Format every line of the entries below as a Markdown table with two columns, Row and Line: number each line in Row and put its text in Line, skipping any blank lines. Leave the pictures out of the table.

------ PROVIDED DATA

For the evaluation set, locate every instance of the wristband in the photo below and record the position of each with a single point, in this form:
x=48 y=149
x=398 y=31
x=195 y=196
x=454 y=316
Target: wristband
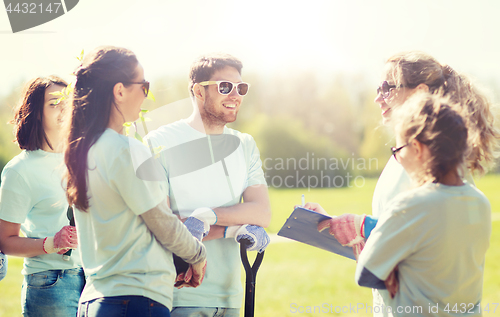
x=230 y=232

------------

• **OUTPUT OF THE TASK**:
| Row | Line |
|---|---|
| 1 | For the evaluation set, locate every instance of the wristband in the photo below and record the position of each with a single point, in this form: |
| 2 | x=48 y=149 |
| 3 | x=398 y=31 |
| 4 | x=195 y=196 |
| 5 | x=454 y=316 |
| 6 | Target: wristband |
| 7 | x=230 y=232 |